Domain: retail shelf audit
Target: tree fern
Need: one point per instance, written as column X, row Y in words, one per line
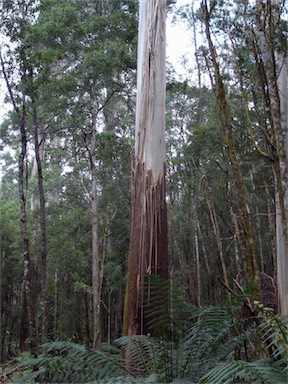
column 65, row 362
column 261, row 371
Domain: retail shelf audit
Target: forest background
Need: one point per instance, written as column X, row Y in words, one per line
column 66, row 144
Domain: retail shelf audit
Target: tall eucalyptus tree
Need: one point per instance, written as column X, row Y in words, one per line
column 148, row 253
column 272, row 45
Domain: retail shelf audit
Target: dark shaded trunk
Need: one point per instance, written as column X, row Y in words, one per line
column 246, row 237
column 28, row 320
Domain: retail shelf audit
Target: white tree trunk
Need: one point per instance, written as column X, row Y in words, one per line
column 282, row 222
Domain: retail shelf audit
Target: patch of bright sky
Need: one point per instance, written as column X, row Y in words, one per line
column 179, row 46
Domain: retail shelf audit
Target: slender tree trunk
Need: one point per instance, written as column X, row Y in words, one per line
column 148, row 252
column 28, row 321
column 246, row 239
column 216, row 229
column 96, row 278
column 197, row 256
column 28, row 289
column 44, row 250
column 276, row 70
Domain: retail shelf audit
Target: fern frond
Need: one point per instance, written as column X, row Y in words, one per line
column 258, row 371
column 64, row 362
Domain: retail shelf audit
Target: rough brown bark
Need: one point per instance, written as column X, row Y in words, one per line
column 44, row 249
column 148, row 253
column 274, row 57
column 28, row 320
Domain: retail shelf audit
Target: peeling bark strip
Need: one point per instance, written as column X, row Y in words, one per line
column 148, row 253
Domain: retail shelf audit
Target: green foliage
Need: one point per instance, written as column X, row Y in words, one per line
column 213, row 350
column 66, row 362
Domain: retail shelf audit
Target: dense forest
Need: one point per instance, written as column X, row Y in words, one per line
column 130, row 253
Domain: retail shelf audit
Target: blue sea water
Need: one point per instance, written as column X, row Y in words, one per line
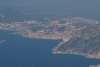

· · · · ·

--- The exercise ---
Print the items word for word, starting at their first line and stopping after the line that contains "column 64, row 362". Leave the pictures out.

--- Answer to this task ---
Domain: retail shelf audit
Target: tree fern
Need: one point per instance, written as column X, row Y in words, one per line
column 65, row 362
column 261, row 371
Domain: retail shelf audit
Target: forest background
Need: one point per instance, written as column X, row Y in words, one per line
column 66, row 144
Domain: retail shelf audit
Target: tall eucalyptus tree
Need: one point per instance, written as column X, row Y in words, one per line
column 148, row 253
column 272, row 45
Domain: retail shelf audit
Target: dark shaded trunk
Need: one point per instance, written as column X, row Y in words, one per line
column 246, row 237
column 28, row 320
Domain: retail shelf audit
Target: white tree trunk
Need: one point per instance, written as column X, row Y in words, one per line
column 282, row 222
Domain: retail shelf audit
Target: patch of bright sky
Need: one point per instance, written as column X, row Y in words, one per line
column 179, row 46
Domain: retail shelf audit
Target: slender tree trunk
Need: one point per instance, written as column X, row Y in words, one per line
column 148, row 252
column 28, row 321
column 246, row 239
column 216, row 229
column 96, row 278
column 197, row 256
column 28, row 289
column 44, row 250
column 276, row 70
Domain: retail shelf audit
Target: fern frond
Need: one point per instance, written as column X, row Y in words, one per line
column 258, row 371
column 64, row 362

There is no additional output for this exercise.